**Exercise details:** Repeat the entries that follow, exactly as they are written.

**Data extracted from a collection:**

----

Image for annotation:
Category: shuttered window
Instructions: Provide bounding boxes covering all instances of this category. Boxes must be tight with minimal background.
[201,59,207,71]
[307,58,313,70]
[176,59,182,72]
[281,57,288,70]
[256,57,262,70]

----

**Result of the task:**
Image for annotation:
Category: shuttered window
Instructions: Provide bounding boxes covering all instances of this category. Boxes must be tight with minimal background.
[201,59,207,71]
[307,58,313,70]
[176,59,182,72]
[281,57,288,70]
[256,57,262,70]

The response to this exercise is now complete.